**Exercise objective:** Please update the part of the records below that opens with the line containing "Can you spot the blurred" and closes with the line containing "x=296, y=533": replace "flower stalk" with "flower stem", keep everything else unchanged, and return only those lines.

**Provided records:**

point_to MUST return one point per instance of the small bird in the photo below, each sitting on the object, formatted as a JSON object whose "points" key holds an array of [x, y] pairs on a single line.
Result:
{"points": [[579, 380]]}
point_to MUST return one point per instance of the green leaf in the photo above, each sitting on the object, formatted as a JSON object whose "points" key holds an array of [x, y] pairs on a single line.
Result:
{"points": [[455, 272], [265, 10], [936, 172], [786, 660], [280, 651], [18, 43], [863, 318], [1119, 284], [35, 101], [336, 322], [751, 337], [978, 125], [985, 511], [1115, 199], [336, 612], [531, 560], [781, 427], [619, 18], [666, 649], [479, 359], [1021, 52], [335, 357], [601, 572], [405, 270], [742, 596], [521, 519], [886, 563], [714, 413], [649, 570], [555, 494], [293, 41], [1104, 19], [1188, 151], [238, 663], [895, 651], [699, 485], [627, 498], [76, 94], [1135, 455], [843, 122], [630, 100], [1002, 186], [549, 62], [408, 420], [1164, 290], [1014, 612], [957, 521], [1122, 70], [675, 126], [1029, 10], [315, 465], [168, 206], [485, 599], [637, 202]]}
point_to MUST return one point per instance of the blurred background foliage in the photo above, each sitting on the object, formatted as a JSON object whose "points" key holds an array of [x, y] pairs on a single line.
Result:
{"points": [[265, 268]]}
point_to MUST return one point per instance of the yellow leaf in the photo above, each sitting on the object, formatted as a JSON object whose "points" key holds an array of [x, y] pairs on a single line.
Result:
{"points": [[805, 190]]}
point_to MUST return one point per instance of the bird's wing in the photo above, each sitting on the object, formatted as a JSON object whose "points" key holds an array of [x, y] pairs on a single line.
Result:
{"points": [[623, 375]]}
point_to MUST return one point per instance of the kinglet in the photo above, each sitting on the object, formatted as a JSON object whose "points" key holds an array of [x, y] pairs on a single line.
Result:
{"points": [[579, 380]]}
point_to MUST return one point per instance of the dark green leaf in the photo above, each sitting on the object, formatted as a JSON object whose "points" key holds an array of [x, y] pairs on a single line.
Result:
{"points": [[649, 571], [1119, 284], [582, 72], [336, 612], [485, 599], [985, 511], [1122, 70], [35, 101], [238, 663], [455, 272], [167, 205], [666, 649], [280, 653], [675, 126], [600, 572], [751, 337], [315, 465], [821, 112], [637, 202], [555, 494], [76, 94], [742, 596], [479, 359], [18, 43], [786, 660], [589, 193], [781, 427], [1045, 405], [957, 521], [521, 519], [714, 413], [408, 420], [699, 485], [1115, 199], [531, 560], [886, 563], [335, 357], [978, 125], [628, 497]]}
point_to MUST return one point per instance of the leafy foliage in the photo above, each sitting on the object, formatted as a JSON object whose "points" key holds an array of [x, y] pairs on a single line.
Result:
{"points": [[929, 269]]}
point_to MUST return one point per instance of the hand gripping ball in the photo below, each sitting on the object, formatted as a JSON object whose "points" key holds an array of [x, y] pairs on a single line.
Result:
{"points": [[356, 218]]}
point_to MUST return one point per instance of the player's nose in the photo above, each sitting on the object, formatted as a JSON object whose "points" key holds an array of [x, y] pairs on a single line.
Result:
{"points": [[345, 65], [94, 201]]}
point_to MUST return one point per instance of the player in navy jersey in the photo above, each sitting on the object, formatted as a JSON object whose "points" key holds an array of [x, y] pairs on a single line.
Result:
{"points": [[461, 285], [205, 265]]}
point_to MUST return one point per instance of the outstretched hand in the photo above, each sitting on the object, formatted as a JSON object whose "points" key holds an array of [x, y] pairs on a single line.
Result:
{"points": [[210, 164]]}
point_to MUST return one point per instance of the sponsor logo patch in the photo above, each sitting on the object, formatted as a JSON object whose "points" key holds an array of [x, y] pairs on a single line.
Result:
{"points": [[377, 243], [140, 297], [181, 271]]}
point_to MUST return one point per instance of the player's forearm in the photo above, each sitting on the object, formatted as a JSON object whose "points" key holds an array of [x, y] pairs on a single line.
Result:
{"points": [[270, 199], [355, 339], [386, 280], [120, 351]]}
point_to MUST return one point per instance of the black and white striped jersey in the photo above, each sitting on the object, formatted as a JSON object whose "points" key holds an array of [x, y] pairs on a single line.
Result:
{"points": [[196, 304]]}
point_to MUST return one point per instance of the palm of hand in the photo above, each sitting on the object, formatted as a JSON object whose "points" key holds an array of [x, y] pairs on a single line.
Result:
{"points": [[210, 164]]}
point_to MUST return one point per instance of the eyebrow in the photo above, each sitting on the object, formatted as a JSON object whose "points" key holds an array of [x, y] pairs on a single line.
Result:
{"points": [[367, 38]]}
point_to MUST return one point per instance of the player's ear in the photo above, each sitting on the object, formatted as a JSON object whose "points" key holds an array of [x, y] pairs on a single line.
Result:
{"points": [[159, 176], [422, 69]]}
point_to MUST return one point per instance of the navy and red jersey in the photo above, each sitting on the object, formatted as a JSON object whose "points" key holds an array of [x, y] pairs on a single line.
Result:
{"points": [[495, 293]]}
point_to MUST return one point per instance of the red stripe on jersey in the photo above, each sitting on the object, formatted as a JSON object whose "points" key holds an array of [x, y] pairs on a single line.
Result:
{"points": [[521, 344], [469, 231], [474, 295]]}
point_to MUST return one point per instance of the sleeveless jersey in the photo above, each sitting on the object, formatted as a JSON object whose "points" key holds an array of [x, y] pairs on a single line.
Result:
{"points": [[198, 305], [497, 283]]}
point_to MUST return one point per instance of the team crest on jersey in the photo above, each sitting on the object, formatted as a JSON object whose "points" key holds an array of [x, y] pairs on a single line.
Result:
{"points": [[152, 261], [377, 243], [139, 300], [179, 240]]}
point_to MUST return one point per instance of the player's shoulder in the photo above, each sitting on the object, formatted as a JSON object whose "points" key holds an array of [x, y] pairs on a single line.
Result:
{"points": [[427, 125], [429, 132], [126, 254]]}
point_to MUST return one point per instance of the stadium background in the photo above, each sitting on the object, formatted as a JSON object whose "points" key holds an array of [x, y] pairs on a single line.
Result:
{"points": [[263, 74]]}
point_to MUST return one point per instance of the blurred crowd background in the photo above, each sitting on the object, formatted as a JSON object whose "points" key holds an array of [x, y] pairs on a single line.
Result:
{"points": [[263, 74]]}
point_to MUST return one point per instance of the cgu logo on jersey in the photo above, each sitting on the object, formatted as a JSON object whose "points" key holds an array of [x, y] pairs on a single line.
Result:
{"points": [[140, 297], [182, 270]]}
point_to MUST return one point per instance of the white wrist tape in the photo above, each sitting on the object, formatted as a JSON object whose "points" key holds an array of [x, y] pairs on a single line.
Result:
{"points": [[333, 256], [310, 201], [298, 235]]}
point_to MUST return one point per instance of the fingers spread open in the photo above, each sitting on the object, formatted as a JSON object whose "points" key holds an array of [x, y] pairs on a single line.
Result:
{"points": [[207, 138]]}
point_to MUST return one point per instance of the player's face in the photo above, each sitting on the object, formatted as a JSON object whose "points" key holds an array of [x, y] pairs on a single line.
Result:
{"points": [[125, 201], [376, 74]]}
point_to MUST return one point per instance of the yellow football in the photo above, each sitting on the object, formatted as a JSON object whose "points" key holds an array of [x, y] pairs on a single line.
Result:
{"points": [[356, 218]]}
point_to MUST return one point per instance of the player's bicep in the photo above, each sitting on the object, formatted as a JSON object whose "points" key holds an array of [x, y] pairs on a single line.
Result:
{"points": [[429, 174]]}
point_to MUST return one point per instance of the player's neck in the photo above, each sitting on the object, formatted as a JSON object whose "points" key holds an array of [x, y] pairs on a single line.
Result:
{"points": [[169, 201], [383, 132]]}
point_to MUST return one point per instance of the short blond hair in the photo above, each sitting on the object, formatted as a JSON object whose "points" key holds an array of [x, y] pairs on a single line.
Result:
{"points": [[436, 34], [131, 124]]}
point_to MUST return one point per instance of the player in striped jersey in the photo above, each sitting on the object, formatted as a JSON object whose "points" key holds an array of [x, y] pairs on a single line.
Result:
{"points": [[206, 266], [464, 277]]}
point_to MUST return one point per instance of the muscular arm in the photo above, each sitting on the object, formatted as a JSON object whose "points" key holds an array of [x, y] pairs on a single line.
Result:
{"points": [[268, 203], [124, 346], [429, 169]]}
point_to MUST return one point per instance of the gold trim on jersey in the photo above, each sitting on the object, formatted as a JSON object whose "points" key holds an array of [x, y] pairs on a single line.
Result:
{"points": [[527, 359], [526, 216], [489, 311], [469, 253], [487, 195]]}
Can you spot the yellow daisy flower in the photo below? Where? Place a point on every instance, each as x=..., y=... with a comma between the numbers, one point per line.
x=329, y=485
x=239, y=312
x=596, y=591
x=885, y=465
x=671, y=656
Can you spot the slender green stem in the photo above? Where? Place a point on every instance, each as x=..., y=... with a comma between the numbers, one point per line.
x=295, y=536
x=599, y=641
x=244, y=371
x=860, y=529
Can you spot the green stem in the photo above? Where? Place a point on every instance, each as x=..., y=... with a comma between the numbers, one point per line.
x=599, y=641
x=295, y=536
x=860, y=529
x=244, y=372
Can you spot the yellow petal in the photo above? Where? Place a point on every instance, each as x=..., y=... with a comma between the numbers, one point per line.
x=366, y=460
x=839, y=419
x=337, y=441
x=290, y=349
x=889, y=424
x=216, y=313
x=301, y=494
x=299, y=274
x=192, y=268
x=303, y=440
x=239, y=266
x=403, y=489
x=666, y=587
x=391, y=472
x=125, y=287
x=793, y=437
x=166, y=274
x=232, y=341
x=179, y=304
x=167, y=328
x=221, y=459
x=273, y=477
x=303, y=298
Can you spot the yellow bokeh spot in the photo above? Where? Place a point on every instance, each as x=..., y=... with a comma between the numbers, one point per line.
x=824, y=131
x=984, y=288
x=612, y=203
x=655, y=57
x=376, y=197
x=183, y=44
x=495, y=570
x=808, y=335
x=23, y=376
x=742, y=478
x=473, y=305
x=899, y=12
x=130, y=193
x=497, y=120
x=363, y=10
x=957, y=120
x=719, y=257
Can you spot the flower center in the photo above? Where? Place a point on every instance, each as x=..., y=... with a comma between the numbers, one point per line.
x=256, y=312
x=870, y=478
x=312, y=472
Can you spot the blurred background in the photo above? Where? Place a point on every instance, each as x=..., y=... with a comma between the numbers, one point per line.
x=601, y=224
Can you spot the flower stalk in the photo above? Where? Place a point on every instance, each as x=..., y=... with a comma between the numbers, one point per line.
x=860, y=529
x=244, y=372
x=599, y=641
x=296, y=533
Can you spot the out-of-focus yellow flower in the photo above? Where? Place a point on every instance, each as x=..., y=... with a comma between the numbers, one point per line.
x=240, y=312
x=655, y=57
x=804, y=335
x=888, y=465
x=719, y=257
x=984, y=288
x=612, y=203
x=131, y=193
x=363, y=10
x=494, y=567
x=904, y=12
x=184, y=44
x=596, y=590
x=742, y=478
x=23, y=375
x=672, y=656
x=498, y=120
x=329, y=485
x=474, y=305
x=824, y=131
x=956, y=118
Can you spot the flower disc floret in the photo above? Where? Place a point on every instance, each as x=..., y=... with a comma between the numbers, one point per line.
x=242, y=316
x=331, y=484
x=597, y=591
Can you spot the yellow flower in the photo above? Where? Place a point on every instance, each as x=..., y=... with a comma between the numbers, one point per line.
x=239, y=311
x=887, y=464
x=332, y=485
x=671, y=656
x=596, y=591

**Output of the exercise:**
Can you spot the blurred background in the photo above? Where? Place a point on every instance, each as x=..., y=... with a comma between the numbers, one point per line.
x=601, y=224
Can you spot the flower stem in the photo above? Where? Place a point on every instance, each as x=..., y=... with a comma between the numbers, one point per line.
x=860, y=529
x=244, y=372
x=599, y=641
x=296, y=533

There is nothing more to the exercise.